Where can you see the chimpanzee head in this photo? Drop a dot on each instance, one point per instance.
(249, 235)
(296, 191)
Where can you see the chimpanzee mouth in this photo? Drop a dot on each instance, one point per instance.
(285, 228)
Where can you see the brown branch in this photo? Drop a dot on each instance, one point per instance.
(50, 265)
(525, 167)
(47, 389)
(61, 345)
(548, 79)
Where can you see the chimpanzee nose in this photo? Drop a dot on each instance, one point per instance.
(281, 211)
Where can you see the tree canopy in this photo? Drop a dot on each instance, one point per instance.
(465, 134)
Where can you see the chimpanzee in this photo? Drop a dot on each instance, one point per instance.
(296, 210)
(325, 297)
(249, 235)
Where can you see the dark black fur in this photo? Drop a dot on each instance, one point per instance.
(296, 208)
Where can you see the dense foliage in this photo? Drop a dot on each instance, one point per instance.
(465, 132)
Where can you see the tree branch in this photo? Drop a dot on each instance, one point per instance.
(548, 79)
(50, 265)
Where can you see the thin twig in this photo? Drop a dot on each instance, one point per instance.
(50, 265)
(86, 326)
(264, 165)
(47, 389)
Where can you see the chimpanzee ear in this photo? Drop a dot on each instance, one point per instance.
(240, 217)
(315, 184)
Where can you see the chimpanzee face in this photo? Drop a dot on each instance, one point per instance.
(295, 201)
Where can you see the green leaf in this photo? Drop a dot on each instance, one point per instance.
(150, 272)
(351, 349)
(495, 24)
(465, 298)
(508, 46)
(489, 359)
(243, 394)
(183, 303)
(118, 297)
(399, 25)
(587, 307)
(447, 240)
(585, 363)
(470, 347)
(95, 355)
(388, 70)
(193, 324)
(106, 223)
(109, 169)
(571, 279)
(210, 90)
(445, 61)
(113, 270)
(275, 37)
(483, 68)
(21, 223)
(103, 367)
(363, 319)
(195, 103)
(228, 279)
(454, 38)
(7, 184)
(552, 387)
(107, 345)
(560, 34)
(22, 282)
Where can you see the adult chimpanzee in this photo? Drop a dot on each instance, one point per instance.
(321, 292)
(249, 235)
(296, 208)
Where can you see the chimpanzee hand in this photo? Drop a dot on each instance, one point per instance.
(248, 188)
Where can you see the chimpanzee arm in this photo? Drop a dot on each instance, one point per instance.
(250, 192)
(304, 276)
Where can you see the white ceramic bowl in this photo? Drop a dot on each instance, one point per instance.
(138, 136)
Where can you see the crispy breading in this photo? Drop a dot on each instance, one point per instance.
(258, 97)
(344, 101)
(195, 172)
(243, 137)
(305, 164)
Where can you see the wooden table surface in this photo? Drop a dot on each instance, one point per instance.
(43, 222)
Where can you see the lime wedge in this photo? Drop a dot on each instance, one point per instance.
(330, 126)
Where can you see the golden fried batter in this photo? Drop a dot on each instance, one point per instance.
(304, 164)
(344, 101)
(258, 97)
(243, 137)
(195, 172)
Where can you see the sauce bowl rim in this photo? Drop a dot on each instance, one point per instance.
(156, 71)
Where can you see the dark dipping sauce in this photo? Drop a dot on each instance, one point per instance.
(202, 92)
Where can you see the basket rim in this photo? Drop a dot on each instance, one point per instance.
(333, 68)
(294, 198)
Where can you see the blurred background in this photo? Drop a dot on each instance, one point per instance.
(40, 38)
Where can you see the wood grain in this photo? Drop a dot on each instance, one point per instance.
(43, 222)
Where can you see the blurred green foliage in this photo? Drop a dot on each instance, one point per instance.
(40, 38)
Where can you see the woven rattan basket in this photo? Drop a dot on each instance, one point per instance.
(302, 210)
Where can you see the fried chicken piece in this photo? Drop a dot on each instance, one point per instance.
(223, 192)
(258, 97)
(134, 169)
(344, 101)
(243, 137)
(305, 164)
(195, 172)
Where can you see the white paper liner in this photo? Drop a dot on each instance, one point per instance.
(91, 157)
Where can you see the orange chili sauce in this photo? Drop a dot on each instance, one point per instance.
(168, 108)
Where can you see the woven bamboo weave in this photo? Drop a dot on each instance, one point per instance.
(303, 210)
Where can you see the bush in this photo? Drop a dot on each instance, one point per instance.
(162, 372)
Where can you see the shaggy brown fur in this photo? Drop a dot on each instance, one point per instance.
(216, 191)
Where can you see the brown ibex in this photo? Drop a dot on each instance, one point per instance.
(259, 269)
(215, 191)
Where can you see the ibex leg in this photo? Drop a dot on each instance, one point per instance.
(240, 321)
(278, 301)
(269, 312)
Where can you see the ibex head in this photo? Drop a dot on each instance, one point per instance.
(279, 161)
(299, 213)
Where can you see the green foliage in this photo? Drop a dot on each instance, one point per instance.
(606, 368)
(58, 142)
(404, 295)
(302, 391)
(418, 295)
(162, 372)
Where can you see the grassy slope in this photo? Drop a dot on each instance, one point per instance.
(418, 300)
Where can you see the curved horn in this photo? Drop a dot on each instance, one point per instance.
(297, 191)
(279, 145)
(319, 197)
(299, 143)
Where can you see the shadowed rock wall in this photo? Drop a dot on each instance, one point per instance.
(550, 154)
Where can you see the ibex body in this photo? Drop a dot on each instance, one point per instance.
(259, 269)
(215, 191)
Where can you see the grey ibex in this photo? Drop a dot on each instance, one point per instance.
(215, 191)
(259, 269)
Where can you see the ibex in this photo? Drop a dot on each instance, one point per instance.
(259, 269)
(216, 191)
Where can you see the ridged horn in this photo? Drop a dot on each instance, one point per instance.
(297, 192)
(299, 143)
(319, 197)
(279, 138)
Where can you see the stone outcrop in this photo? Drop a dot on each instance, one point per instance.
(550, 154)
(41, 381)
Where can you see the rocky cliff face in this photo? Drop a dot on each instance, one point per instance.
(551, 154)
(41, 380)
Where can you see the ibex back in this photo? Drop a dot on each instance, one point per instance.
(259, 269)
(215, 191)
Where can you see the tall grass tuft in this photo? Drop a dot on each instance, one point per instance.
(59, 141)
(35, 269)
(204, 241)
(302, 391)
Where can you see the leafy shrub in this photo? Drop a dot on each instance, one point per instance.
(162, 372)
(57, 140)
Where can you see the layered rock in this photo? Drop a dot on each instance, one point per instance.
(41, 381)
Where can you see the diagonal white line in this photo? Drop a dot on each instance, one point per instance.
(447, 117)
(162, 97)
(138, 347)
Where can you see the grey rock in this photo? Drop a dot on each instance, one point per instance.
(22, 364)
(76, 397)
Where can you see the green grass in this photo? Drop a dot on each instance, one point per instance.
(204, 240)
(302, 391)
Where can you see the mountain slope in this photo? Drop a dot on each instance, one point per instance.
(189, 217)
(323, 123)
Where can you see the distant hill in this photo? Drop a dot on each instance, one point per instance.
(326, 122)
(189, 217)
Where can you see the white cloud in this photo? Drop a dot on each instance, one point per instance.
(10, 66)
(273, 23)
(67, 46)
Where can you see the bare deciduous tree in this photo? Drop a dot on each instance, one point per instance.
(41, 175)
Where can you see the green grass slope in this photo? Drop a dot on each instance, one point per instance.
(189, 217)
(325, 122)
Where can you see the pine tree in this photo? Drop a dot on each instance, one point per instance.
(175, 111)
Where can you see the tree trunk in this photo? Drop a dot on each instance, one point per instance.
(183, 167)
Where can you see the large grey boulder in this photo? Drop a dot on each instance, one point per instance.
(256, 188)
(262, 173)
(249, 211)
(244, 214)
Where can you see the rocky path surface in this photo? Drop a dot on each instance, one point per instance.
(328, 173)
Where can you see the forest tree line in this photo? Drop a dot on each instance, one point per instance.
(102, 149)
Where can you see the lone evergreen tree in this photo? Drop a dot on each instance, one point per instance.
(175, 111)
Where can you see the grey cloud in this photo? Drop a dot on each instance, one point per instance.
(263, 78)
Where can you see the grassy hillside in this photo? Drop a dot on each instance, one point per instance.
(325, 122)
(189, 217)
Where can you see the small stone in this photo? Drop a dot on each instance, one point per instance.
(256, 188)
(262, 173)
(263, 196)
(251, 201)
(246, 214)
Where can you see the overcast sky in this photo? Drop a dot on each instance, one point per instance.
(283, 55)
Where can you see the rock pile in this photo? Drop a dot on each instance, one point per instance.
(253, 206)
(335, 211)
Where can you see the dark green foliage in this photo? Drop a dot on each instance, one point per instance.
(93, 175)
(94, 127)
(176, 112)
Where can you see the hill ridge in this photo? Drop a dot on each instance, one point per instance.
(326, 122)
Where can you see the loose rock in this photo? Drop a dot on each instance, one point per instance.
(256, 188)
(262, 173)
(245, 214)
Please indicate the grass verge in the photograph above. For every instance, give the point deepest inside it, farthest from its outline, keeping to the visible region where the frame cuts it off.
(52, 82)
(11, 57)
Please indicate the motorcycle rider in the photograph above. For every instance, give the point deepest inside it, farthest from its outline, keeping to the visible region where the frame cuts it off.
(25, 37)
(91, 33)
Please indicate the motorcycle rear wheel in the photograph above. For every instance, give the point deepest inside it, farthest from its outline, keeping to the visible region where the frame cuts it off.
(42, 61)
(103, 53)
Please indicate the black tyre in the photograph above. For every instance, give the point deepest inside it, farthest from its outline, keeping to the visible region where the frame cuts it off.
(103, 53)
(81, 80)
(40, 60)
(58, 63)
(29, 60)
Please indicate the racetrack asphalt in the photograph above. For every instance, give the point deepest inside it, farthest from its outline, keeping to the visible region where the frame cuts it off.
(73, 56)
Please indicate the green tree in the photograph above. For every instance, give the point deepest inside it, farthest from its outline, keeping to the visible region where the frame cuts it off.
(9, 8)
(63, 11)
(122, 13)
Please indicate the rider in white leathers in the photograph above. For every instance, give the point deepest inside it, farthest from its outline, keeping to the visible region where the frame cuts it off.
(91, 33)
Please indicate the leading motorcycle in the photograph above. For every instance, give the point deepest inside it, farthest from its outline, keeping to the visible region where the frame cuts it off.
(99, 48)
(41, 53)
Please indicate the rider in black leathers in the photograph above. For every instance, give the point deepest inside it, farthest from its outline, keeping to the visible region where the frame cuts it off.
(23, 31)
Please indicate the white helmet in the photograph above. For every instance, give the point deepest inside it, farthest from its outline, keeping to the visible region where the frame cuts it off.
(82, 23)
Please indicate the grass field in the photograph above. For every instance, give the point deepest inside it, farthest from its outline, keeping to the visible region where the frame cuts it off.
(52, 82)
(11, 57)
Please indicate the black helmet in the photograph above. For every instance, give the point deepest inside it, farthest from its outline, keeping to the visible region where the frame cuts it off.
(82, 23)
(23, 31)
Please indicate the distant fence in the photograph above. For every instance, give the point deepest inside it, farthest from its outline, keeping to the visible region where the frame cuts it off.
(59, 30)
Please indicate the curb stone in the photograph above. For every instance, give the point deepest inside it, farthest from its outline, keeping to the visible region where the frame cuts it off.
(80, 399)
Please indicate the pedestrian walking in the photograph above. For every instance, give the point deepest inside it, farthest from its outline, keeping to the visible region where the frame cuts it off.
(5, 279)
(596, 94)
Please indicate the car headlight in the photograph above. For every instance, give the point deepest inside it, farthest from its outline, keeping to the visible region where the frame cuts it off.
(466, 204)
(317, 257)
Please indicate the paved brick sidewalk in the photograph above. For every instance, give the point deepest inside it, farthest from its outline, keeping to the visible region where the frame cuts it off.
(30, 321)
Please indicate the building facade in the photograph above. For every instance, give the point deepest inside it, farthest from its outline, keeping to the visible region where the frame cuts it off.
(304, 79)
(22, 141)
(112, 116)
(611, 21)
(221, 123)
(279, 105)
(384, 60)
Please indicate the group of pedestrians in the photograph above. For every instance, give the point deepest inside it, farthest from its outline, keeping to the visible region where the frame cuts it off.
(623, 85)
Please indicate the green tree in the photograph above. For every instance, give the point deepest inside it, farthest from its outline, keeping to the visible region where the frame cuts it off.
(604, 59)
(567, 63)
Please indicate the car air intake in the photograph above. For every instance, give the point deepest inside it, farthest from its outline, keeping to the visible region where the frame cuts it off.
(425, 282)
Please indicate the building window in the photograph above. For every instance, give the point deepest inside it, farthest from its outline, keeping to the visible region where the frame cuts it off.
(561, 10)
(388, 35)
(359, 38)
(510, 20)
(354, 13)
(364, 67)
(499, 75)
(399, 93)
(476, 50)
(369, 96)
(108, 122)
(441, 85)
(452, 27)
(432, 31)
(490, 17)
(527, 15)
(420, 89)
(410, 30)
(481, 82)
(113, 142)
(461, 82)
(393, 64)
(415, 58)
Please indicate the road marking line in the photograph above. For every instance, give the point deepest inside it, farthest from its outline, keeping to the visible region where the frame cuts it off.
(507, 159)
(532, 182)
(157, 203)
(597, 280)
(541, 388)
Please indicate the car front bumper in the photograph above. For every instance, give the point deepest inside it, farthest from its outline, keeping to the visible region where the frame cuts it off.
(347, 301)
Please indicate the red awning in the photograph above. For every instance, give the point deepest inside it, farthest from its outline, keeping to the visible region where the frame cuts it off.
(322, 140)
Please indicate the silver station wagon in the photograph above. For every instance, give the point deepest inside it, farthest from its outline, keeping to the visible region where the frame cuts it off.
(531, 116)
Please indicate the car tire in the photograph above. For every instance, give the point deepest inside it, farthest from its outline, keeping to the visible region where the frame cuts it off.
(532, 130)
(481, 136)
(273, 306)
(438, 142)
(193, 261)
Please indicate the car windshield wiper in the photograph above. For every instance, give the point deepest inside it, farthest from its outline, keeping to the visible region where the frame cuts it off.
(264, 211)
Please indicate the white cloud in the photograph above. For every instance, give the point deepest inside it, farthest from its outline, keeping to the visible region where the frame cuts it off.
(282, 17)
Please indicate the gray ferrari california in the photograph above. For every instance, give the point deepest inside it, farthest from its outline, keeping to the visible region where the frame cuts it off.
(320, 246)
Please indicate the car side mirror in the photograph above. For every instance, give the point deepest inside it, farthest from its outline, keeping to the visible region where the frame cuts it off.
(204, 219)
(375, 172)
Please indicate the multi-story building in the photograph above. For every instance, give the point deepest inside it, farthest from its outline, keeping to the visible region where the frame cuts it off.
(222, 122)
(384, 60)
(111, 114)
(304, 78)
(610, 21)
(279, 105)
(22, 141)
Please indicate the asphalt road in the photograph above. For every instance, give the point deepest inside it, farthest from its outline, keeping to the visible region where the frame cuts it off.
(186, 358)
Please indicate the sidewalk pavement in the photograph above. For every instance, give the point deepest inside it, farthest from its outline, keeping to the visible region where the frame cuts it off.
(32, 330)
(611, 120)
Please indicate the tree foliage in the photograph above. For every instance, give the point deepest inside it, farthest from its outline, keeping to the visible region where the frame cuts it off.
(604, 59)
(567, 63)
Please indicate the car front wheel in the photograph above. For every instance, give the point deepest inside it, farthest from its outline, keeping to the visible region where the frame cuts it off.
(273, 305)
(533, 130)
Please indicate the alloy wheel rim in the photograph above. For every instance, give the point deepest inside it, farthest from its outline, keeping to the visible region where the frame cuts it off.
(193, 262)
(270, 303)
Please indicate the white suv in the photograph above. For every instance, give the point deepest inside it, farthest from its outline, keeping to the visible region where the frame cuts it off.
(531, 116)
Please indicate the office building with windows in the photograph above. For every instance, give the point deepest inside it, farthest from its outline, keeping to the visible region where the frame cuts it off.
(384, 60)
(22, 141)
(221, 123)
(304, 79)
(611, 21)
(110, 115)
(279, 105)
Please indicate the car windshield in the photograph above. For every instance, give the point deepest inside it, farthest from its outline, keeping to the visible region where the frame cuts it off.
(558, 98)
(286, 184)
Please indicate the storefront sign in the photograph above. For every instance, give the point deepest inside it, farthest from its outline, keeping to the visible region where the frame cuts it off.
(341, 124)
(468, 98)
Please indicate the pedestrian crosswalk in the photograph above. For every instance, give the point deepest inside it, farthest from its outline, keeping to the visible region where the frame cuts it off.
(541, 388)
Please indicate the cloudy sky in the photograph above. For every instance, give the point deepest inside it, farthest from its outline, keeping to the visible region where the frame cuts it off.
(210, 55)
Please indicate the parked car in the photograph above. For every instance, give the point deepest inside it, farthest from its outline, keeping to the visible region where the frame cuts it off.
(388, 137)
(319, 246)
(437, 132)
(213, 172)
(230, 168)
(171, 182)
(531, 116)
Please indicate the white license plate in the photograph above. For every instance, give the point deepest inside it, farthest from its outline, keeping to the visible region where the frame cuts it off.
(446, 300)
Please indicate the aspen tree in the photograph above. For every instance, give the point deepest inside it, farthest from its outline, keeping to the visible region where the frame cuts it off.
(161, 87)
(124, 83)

------------------------------------------------

◆ Your goal ◆
Locate the line that contains "Please indicate the cloudy", then please quote it and every line after it to the end of the entries above, exactly and with nothing else.

◆ Answer below ◆
Please indicate the cloudy sky in the photograph above. For every instance, give the point deepest inside it, farthest from its outline, keeping to the visible region where the frame cuts it off.
(210, 55)
Please indicate the parked car in the photograph above. For every instance, give the point deepest inside it, farthest from its outline, keeping to the visible region where the frame cuts it off.
(388, 137)
(319, 246)
(437, 132)
(213, 172)
(230, 168)
(171, 182)
(531, 116)
Please indicate the white license plate in the photograph above. For every instance, give the point deepest inside it, farthest from its outline, keeping to the visible region where the frame cuts it off.
(446, 300)
Please indicate the aspen tree in the photograph above. For every instance, give the point deepest inside it, farthest from its outline, keeping to the visible region where the frame cuts it off.
(161, 87)
(124, 83)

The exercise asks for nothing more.